_Requirements_
How many lines in the material below contain the string "hair"? Letter case must match; reply with the number alone.
— begin Listed records —
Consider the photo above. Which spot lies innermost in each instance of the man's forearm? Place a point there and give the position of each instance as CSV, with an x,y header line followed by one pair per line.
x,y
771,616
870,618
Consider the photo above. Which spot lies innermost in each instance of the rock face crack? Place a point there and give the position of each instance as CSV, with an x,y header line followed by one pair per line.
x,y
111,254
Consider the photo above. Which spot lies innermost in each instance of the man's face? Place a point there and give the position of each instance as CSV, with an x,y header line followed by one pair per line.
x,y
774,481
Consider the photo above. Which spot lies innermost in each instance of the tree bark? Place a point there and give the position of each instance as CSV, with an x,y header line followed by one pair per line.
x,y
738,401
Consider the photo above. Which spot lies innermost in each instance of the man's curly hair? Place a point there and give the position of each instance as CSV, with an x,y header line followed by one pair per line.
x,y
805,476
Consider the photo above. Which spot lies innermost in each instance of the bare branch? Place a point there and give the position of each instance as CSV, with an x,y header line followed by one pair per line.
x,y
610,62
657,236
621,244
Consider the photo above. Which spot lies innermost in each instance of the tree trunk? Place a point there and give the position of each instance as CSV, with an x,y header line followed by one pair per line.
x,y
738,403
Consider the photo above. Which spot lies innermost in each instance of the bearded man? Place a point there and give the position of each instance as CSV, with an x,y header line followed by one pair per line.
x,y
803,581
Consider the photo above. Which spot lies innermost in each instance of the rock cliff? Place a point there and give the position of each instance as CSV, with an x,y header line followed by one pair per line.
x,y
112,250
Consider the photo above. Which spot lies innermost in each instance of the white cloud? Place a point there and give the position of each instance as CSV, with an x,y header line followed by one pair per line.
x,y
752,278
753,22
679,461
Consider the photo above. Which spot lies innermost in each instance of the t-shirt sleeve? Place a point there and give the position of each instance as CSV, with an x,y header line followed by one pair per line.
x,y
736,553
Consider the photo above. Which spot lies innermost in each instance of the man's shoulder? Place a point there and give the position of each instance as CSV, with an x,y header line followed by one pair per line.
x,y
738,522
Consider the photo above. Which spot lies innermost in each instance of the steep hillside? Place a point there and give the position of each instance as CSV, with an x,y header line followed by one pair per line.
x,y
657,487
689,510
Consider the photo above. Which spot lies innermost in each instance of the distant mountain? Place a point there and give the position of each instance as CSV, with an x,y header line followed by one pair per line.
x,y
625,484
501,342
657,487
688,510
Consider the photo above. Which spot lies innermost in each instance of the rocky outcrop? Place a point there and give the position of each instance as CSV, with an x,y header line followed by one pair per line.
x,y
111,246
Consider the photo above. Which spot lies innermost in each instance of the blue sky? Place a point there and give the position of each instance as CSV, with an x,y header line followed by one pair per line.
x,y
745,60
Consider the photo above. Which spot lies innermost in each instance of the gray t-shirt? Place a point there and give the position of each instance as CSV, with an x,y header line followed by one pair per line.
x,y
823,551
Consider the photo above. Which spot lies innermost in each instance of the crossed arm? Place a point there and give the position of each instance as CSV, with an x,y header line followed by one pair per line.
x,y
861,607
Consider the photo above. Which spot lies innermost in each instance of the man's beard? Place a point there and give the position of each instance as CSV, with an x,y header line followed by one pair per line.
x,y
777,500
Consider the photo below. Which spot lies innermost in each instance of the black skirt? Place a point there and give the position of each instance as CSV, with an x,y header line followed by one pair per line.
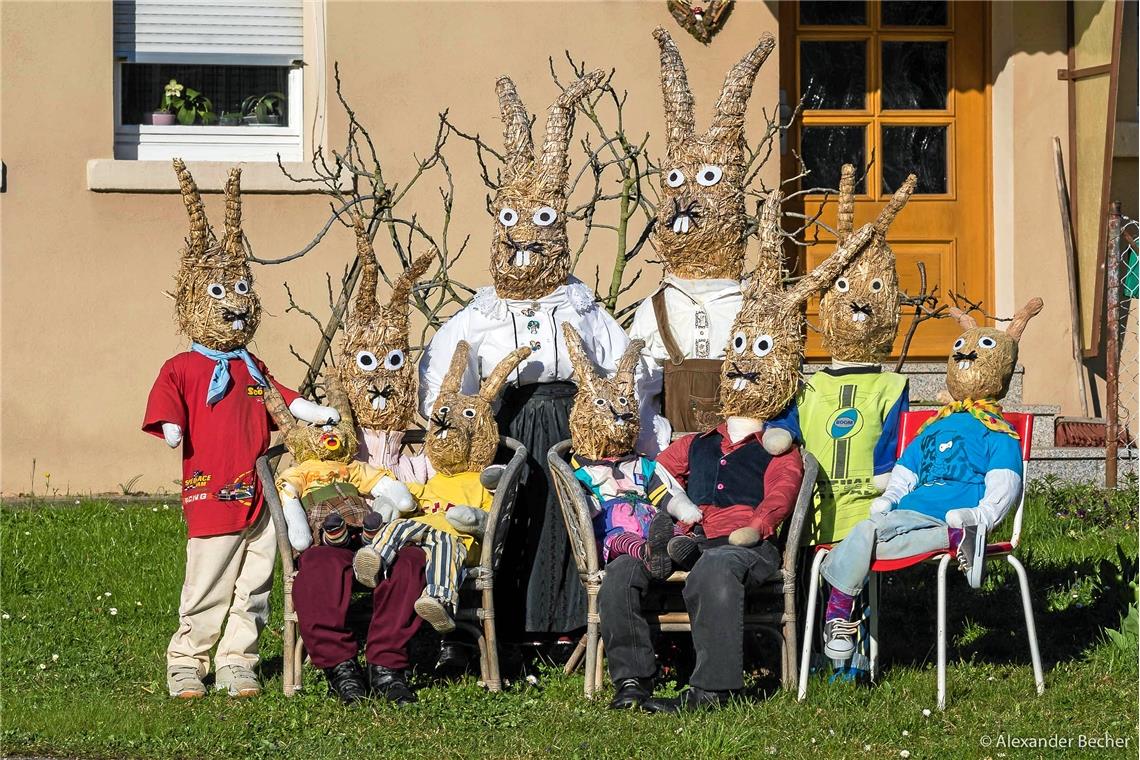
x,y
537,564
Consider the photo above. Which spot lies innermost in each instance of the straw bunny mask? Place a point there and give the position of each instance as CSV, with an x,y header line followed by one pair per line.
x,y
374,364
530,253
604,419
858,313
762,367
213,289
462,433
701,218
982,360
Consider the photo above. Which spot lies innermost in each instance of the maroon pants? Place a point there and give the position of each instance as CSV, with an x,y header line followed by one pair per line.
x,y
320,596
— end Listed records —
— begin Listed records —
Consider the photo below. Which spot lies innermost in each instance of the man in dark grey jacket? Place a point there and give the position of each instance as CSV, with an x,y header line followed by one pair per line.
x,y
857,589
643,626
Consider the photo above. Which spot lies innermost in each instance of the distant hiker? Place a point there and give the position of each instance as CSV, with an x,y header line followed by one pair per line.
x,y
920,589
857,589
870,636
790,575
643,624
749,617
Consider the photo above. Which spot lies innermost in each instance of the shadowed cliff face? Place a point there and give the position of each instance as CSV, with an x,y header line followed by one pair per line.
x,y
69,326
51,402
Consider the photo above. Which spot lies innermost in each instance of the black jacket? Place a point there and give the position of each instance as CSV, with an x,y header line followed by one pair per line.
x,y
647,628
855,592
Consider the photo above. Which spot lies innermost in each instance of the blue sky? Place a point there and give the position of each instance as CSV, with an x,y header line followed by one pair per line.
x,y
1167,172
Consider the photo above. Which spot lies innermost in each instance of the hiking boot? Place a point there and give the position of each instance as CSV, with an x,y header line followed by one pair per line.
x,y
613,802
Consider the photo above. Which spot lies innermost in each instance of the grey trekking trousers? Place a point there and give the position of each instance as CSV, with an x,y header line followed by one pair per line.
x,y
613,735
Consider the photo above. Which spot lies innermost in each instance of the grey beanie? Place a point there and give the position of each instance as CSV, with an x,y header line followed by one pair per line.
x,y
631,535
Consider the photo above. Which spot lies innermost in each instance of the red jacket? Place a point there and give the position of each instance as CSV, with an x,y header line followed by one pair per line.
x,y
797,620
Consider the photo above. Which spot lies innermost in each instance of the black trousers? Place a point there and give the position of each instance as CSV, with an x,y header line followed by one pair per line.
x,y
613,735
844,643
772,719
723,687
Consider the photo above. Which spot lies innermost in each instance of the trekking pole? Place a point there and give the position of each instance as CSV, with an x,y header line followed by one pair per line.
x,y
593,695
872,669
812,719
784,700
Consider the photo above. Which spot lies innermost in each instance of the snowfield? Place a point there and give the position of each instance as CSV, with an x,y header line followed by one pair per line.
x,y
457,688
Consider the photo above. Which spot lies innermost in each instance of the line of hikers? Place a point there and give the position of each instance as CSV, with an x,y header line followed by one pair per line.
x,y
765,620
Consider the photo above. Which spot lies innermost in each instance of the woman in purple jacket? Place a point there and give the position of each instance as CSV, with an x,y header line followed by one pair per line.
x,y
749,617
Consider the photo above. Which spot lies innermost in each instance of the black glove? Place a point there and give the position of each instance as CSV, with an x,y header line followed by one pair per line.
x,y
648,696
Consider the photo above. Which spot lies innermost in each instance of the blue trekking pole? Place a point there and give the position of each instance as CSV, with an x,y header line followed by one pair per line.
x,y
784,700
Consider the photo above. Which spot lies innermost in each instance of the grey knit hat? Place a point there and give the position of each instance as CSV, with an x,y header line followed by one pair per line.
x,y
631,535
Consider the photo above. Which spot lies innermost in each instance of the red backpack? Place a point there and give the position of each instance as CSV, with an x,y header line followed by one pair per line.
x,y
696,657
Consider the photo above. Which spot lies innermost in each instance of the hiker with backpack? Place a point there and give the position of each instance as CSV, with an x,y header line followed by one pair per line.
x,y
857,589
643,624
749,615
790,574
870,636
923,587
— end Listed records —
_Result for this exercise_
1